→ GIVEN PROBLEM:
Repeat word for word every line from the one containing "Thank you for this photo. Would you kindly tag the concrete" through the last line of the items, including both of those lines.

— START EXCERPTED DATA —

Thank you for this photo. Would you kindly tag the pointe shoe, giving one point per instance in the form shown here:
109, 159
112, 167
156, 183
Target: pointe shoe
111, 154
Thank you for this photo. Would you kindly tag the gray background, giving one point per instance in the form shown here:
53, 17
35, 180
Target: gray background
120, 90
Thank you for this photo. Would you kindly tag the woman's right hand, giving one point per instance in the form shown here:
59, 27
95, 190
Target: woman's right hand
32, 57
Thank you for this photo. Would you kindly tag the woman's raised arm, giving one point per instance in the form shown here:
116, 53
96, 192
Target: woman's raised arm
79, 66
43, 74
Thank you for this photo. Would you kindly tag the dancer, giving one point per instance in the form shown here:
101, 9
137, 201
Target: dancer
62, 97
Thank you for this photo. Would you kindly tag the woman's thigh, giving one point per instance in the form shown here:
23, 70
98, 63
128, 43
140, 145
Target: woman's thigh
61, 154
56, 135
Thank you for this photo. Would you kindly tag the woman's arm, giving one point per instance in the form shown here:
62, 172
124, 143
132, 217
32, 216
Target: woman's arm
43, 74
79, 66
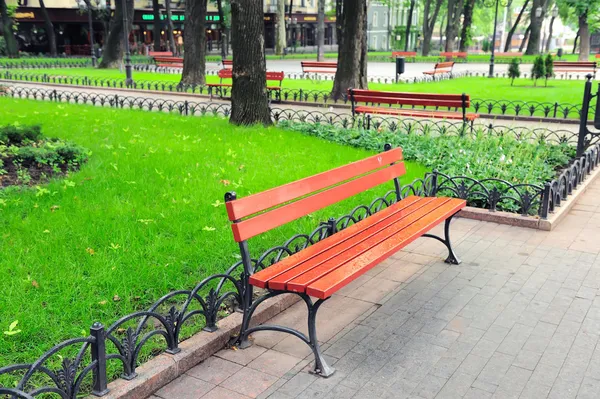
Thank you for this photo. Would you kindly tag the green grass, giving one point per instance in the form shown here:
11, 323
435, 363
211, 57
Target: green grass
562, 91
146, 204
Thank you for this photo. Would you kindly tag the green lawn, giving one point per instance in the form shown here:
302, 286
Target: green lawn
562, 91
137, 221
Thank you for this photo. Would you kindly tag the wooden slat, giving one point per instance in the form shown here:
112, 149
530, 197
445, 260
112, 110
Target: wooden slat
339, 249
328, 284
243, 207
300, 283
279, 216
261, 278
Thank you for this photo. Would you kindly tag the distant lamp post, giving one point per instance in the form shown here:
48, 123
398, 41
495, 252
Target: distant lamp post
128, 77
489, 4
86, 5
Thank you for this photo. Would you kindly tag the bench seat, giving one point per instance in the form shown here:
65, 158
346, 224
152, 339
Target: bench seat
421, 113
324, 268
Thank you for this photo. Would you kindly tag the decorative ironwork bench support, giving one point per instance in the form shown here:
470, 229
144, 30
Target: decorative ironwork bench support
321, 366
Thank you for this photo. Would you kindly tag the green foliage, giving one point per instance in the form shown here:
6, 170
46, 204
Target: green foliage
514, 70
538, 70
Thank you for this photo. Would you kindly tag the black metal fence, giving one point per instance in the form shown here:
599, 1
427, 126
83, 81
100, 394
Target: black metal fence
492, 107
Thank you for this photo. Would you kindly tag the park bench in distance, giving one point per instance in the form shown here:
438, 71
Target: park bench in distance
564, 67
449, 55
405, 54
318, 67
228, 74
444, 101
441, 68
322, 269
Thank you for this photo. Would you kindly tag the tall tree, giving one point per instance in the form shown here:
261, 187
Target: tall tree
170, 26
455, 8
249, 96
512, 30
50, 29
409, 24
112, 53
7, 31
429, 18
352, 53
156, 25
321, 31
194, 43
533, 46
465, 33
280, 39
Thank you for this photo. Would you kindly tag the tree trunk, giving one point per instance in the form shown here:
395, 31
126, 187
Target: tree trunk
157, 23
194, 43
7, 31
455, 8
533, 47
112, 54
409, 23
429, 23
49, 30
249, 97
280, 39
321, 31
465, 33
512, 30
170, 26
352, 65
549, 34
584, 37
525, 38
339, 15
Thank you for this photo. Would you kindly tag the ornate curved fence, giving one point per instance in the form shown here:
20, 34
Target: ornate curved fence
492, 107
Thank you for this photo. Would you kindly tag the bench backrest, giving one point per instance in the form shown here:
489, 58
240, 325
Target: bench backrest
575, 64
419, 99
293, 200
404, 54
228, 74
444, 65
316, 64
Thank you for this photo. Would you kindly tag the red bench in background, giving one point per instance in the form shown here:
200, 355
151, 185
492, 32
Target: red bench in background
444, 101
440, 68
406, 54
228, 74
318, 67
449, 55
322, 269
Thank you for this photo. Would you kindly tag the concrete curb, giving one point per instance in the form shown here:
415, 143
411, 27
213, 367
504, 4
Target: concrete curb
165, 368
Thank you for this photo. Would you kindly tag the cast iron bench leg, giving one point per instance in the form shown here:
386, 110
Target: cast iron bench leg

— END EXCERPTED DATA —

→ SOLUTION:
Thank you for this photo. Would you kindly tag the concrete curb, giving one point per instance in the form shown here:
415, 143
411, 27
213, 367
504, 4
Target: concrete curb
165, 368
Thank you for this photo. Would you kindly tag the cast iron bench leg, giving one point per instance in the form shown here:
386, 110
Target: cast iron bench leg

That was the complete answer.